(Records from a data source)
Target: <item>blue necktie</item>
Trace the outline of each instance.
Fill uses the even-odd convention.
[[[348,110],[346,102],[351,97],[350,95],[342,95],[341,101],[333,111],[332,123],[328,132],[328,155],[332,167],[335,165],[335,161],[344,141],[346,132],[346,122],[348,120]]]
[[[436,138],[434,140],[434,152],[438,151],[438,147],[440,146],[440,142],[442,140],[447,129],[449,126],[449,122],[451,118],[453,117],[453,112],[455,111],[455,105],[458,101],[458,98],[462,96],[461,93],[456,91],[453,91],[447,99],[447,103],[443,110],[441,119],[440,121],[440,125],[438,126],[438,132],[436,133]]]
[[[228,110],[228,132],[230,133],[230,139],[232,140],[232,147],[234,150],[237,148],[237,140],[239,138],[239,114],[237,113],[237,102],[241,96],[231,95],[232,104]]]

▶ [Problem to solve]: Print every line of the data above again, character for character.

▶ [Answer for the task]:
Target: <item>blue necktie</item>
Trace the outline of each instance.
Fill uses the even-odd convention.
[[[348,110],[346,102],[351,97],[350,95],[342,95],[341,101],[333,111],[332,123],[328,132],[328,155],[332,167],[335,165],[335,161],[344,141],[346,132],[346,122],[348,120]]]
[[[436,138],[434,140],[434,152],[438,151],[438,147],[440,146],[440,142],[442,140],[447,129],[449,126],[449,122],[451,118],[453,117],[453,112],[455,111],[455,105],[458,101],[458,98],[462,96],[461,93],[456,91],[453,91],[447,99],[447,103],[443,110],[441,119],[440,121],[440,125],[438,126],[438,132],[436,133]]]
[[[228,110],[228,132],[230,133],[230,139],[232,140],[232,147],[234,150],[237,148],[237,140],[239,138],[239,114],[237,113],[237,102],[241,96],[231,95],[232,104]]]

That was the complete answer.